_Exercise instructions_.
Show each line of the listing that contains the string "tree", treating uppercase and lowercase as different.

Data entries
++++++

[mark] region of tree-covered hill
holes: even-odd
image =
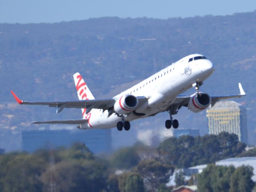
[[[255,142],[256,18],[254,11],[167,20],[106,17],[0,24],[0,126],[30,128],[28,123],[50,116],[42,111],[45,108],[22,108],[10,104],[14,101],[11,89],[30,100],[76,100],[72,75],[79,71],[95,97],[102,98],[186,55],[199,53],[216,67],[201,91],[234,94],[237,83],[242,83],[247,96],[236,101],[250,109],[249,140]],[[72,118],[70,114],[58,117]]]

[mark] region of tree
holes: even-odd
[[[122,175],[119,179],[119,186],[121,192],[145,191],[142,178],[139,174],[135,173]]]
[[[109,175],[107,181],[107,190],[109,192],[120,192],[118,176],[116,174]]]
[[[176,184],[176,186],[177,187],[186,184],[185,176],[184,176],[184,174],[183,171],[180,171],[175,174],[174,181]]]
[[[141,161],[134,169],[143,178],[147,191],[156,191],[162,184],[166,184],[174,170],[173,166],[156,159]]]
[[[198,176],[198,190],[200,192],[226,192],[230,188],[230,178],[235,170],[233,166],[210,164]]]
[[[236,168],[230,180],[230,192],[251,192],[255,183],[252,180],[253,168],[243,165]]]
[[[43,160],[31,154],[10,154],[1,156],[0,164],[1,191],[42,191],[39,177],[47,164]]]
[[[94,161],[62,161],[50,166],[41,179],[44,191],[100,191],[106,188],[105,172]]]
[[[118,150],[112,156],[110,163],[119,169],[129,169],[138,164],[140,158],[134,147],[126,147]]]

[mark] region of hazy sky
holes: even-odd
[[[256,10],[256,0],[0,0],[0,23],[55,22],[118,16],[165,19]]]

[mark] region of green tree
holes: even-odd
[[[39,177],[47,165],[42,159],[31,154],[11,153],[0,156],[0,164],[1,191],[42,191]]]
[[[176,186],[184,185],[186,184],[185,176],[182,171],[180,171],[175,174],[174,181],[176,184]]]
[[[119,192],[118,176],[115,174],[110,174],[107,181],[107,190],[109,192]]]
[[[120,176],[119,186],[121,192],[143,192],[145,191],[143,180],[137,173],[124,174]]]
[[[94,161],[62,161],[50,166],[41,179],[44,191],[100,191],[106,187],[105,172]]]
[[[134,169],[143,178],[147,191],[156,191],[162,184],[166,184],[174,170],[173,166],[156,159],[141,161]]]
[[[226,192],[230,188],[230,178],[235,170],[233,166],[210,164],[198,176],[198,192]]]
[[[243,165],[236,168],[230,180],[230,192],[251,192],[255,183],[252,180],[253,168]]]
[[[112,166],[119,169],[129,169],[138,164],[140,158],[136,148],[126,147],[120,149],[111,158]]]

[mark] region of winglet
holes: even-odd
[[[11,93],[13,95],[14,98],[17,101],[19,104],[22,104],[23,102],[23,101],[20,100],[18,97],[12,91],[11,91]]]
[[[241,95],[246,95],[246,94],[244,92],[240,83],[238,83],[238,87],[239,87],[239,90],[240,90],[240,94]]]

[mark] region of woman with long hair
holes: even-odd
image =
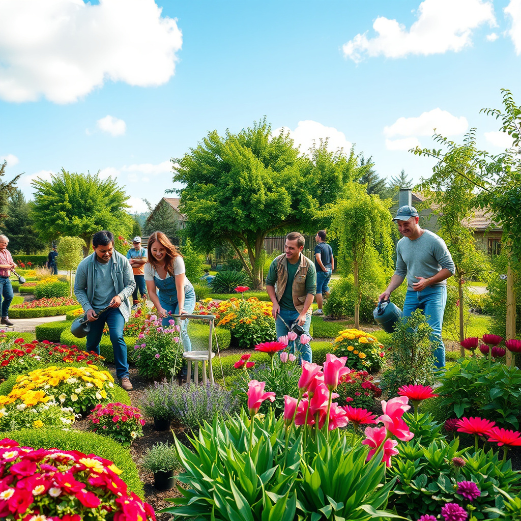
[[[168,314],[190,315],[195,307],[195,292],[185,276],[183,256],[163,232],[148,238],[148,262],[145,280],[148,297],[154,303],[163,326],[168,326]],[[188,319],[181,320],[181,334],[185,351],[192,351],[188,337]]]

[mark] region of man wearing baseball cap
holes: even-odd
[[[146,296],[146,283],[145,282],[145,264],[146,263],[146,250],[141,247],[141,238],[134,237],[132,240],[133,248],[127,252],[127,258],[130,262],[132,271],[134,272],[134,280],[135,281],[135,289],[132,294],[133,309],[138,307],[139,301],[138,300],[138,290],[141,294],[141,298]]]
[[[443,312],[447,301],[446,279],[456,270],[450,252],[443,240],[418,224],[419,217],[414,206],[402,206],[393,219],[403,235],[396,246],[396,269],[387,289],[378,301],[388,300],[407,276],[407,293],[403,316],[422,309],[432,328],[431,341],[438,347],[434,352],[437,367],[445,365],[445,346],[441,339]]]

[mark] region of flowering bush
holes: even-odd
[[[0,517],[29,521],[155,520],[154,510],[94,454],[18,446],[0,441]]]
[[[113,438],[116,441],[130,443],[143,436],[145,420],[137,407],[119,402],[102,405],[98,403],[89,415],[89,430]]]
[[[68,296],[60,296],[52,299],[40,299],[30,302],[15,304],[11,307],[15,309],[32,309],[38,307],[60,307],[62,306],[73,306],[78,304],[76,299]]]
[[[82,367],[51,366],[37,369],[16,379],[13,390],[0,396],[0,406],[23,403],[26,406],[45,403],[55,397],[64,407],[82,413],[114,395],[114,379],[95,365]]]
[[[382,390],[373,383],[373,378],[367,371],[351,371],[340,379],[336,392],[338,402],[342,405],[373,409],[376,399],[382,395]]]
[[[344,329],[338,334],[332,342],[333,352],[347,356],[350,367],[375,373],[383,367],[384,348],[372,334],[358,329]]]
[[[145,330],[138,336],[134,346],[135,365],[139,374],[146,378],[170,378],[177,374],[182,363],[179,343],[179,326],[173,319],[170,327],[163,327],[155,315],[145,320]]]

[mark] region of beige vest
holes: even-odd
[[[277,282],[275,283],[275,294],[277,300],[280,302],[280,299],[284,294],[284,290],[286,289],[288,282],[288,259],[286,254],[283,253],[279,255],[276,259],[277,261]],[[307,270],[309,266],[313,264],[313,262],[302,253],[300,254],[300,266],[295,274],[293,279],[293,305],[299,313],[302,313],[304,309],[304,303],[307,296],[306,291],[306,279],[307,277]],[[312,306],[307,310],[308,313],[311,313]]]

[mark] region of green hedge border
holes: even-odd
[[[39,318],[41,317],[57,317],[65,315],[71,309],[80,307],[77,304],[71,306],[58,306],[57,307],[34,307],[29,309],[9,308],[9,318]]]
[[[34,449],[59,449],[63,451],[79,451],[88,455],[109,460],[123,472],[120,477],[127,483],[129,490],[143,499],[145,497],[138,472],[130,453],[117,441],[95,432],[60,430],[57,429],[22,429],[0,434],[18,442],[22,446]]]

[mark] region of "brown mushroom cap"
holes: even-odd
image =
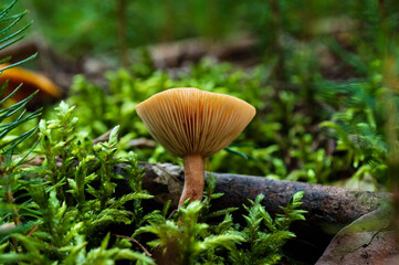
[[[178,156],[209,157],[230,145],[255,116],[233,96],[197,88],[172,88],[136,106],[153,137]]]

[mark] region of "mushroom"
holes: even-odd
[[[0,64],[0,71],[7,66],[9,66],[9,64]],[[15,66],[2,71],[0,75],[0,84],[3,84],[6,81],[8,81],[6,96],[9,95],[19,85],[23,84],[17,94],[13,95],[13,98],[18,102],[28,97],[38,89],[39,96],[44,100],[59,98],[62,95],[61,88],[57,87],[48,77],[21,67]]]
[[[192,87],[158,93],[136,110],[153,137],[183,159],[186,177],[179,206],[189,198],[202,200],[204,158],[230,145],[256,113],[237,97]]]

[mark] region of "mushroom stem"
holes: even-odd
[[[185,187],[181,192],[179,206],[187,200],[202,201],[204,184],[204,159],[201,155],[188,155],[183,157],[185,163]]]

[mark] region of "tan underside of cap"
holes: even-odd
[[[255,116],[233,96],[197,88],[172,88],[136,106],[153,137],[178,156],[209,157],[230,145]]]

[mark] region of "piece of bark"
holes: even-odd
[[[316,265],[395,264],[399,245],[391,221],[389,209],[365,214],[333,239]]]
[[[177,206],[183,184],[182,168],[169,163],[141,163],[146,169],[144,189],[165,203],[172,200]],[[209,174],[209,172],[207,173]],[[305,182],[273,180],[263,177],[212,173],[217,177],[216,192],[224,195],[213,202],[217,209],[240,206],[248,199],[263,193],[263,205],[270,213],[279,212],[297,191],[304,191],[302,209],[308,211],[306,222],[346,225],[361,215],[376,210],[389,198],[386,192],[355,191],[339,187],[311,184]]]

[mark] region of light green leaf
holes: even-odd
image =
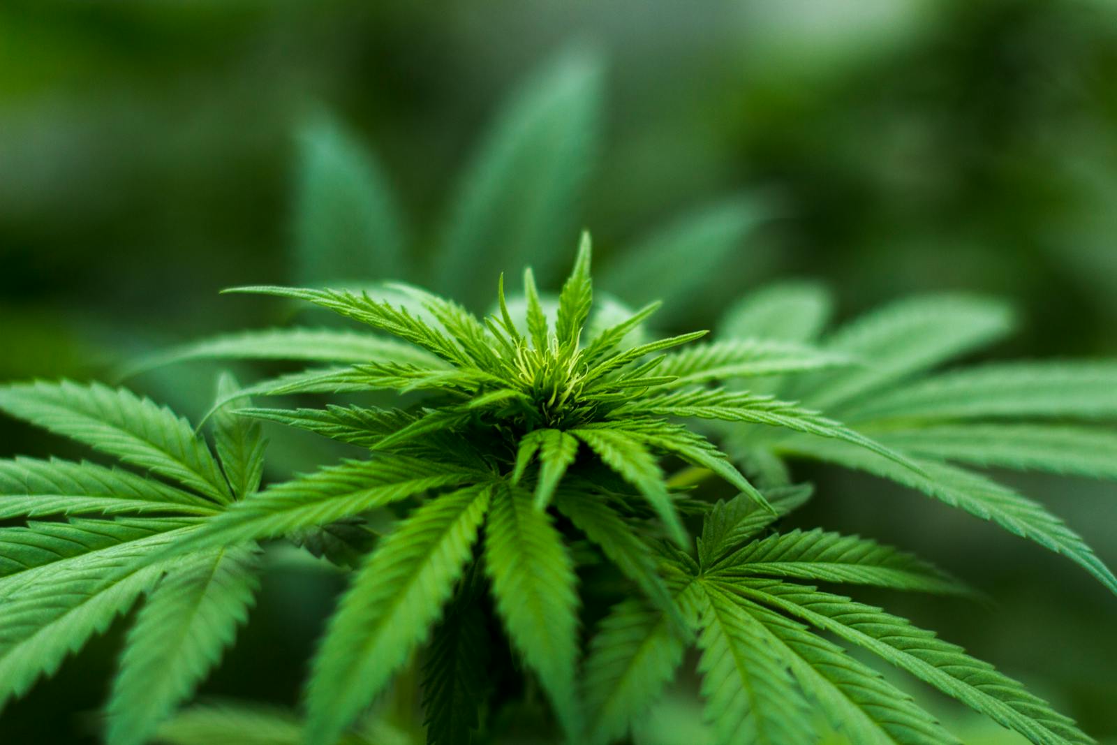
[[[404,304],[393,305],[389,299],[378,299],[369,293],[346,289],[306,289],[303,287],[233,287],[225,293],[247,293],[289,297],[313,303],[318,307],[363,323],[414,344],[420,350],[455,365],[472,364],[462,348],[426,319],[408,309]]]
[[[839,404],[997,341],[1013,323],[1008,306],[981,297],[900,300],[842,326],[823,345],[867,364],[801,379],[792,390],[810,405],[838,413]]]
[[[1077,533],[1039,503],[983,476],[917,458],[915,462],[925,474],[920,475],[875,453],[834,441],[802,443],[791,440],[780,449],[787,455],[823,460],[897,481],[971,515],[993,520],[1013,535],[1067,556],[1117,593],[1117,577]]]
[[[531,494],[498,488],[486,528],[485,571],[513,646],[535,672],[567,738],[582,729],[574,686],[577,590],[574,567],[551,516]]]
[[[124,366],[131,378],[193,360],[305,360],[308,362],[398,362],[438,367],[433,354],[390,338],[338,328],[264,328],[232,332],[155,352]]]
[[[0,460],[0,519],[46,515],[210,515],[217,505],[121,468],[88,461]]]
[[[232,375],[226,373],[218,380],[218,398],[226,399],[238,390],[240,386]],[[244,499],[259,488],[264,476],[264,450],[268,445],[260,433],[259,422],[238,417],[231,411],[250,405],[252,401],[246,395],[229,401],[213,414],[213,443],[217,446],[225,477],[238,499]]]
[[[232,643],[257,589],[255,548],[176,561],[128,633],[108,700],[108,745],[143,745]]]
[[[618,407],[608,414],[610,419],[634,416],[714,419],[782,427],[794,432],[856,445],[906,468],[915,468],[909,459],[879,442],[875,442],[832,419],[827,419],[817,411],[802,409],[770,395],[717,389],[678,391],[639,399]]]
[[[632,580],[656,608],[667,614],[676,624],[676,631],[687,630],[678,605],[659,575],[657,555],[603,496],[564,488],[558,491],[556,506],[574,527],[601,547],[609,561]]]
[[[859,421],[1002,417],[1117,419],[1117,362],[989,364],[896,388],[851,408]]]
[[[753,581],[734,591],[865,648],[1033,743],[1094,741],[992,665],[871,605],[780,582]]]
[[[887,430],[886,445],[976,466],[1117,479],[1117,433],[1058,424],[941,424]]]
[[[133,547],[139,542],[133,543]],[[73,562],[49,582],[37,582],[3,599],[0,619],[0,708],[26,694],[40,677],[103,633],[168,569],[136,569],[136,554],[102,552]]]
[[[656,373],[677,375],[678,380],[670,384],[677,388],[713,380],[806,372],[850,364],[852,361],[847,356],[802,344],[752,338],[693,344],[668,354],[656,367]]]
[[[593,305],[593,283],[590,277],[590,233],[582,233],[574,259],[574,270],[562,286],[558,295],[558,311],[555,315],[555,337],[558,348],[567,353],[577,348],[582,326],[590,317]]]
[[[590,446],[607,466],[640,491],[677,544],[686,546],[689,543],[679,513],[667,493],[663,471],[640,440],[613,429],[574,429],[571,433]]]
[[[753,541],[706,571],[718,576],[794,577],[941,594],[967,592],[957,580],[911,554],[819,528]]]
[[[330,620],[307,684],[307,745],[333,745],[429,636],[488,508],[491,488],[431,499],[369,555]]]
[[[632,303],[663,300],[666,313],[677,313],[693,304],[712,276],[742,266],[735,255],[768,214],[760,199],[747,194],[704,206],[623,250],[600,285]]]
[[[535,508],[546,509],[566,468],[577,456],[577,439],[556,430],[540,430],[540,477],[535,486]]]
[[[809,344],[833,313],[833,297],[820,284],[771,285],[734,303],[717,323],[718,338],[764,338]]]
[[[216,502],[231,499],[217,461],[187,420],[125,389],[70,381],[13,383],[0,386],[0,410]]]
[[[806,504],[813,490],[809,484],[766,489],[764,498],[771,509],[765,509],[747,495],[737,495],[728,502],[718,500],[703,520],[698,542],[699,564],[713,566],[728,551]]]
[[[701,590],[698,670],[714,743],[814,745],[809,705],[763,627],[715,584]]]
[[[404,456],[345,460],[308,476],[275,484],[207,520],[175,553],[218,548],[321,526],[428,489],[461,486],[484,474]]]
[[[647,716],[682,663],[684,647],[668,617],[643,600],[626,600],[609,611],[590,641],[582,674],[591,744],[623,737]]]
[[[544,286],[576,228],[594,162],[602,61],[570,48],[504,105],[460,180],[435,266],[437,287],[471,308],[504,269],[533,266]]]
[[[961,745],[911,697],[843,649],[734,592],[725,595],[760,621],[776,653],[830,725],[857,745]]]
[[[489,689],[488,617],[478,603],[484,588],[477,567],[471,565],[435,627],[423,665],[423,711],[430,745],[470,745]]]
[[[299,284],[403,276],[402,216],[380,164],[337,122],[307,123],[295,194]]]
[[[195,529],[193,520],[182,518],[74,518],[67,523],[30,520],[26,527],[2,527],[0,600],[28,588],[49,588],[89,567],[123,565]]]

++++++

_Problem solution_.
[mark] region of tree-covered hill
[mark] region of tree
[mark] region of green tree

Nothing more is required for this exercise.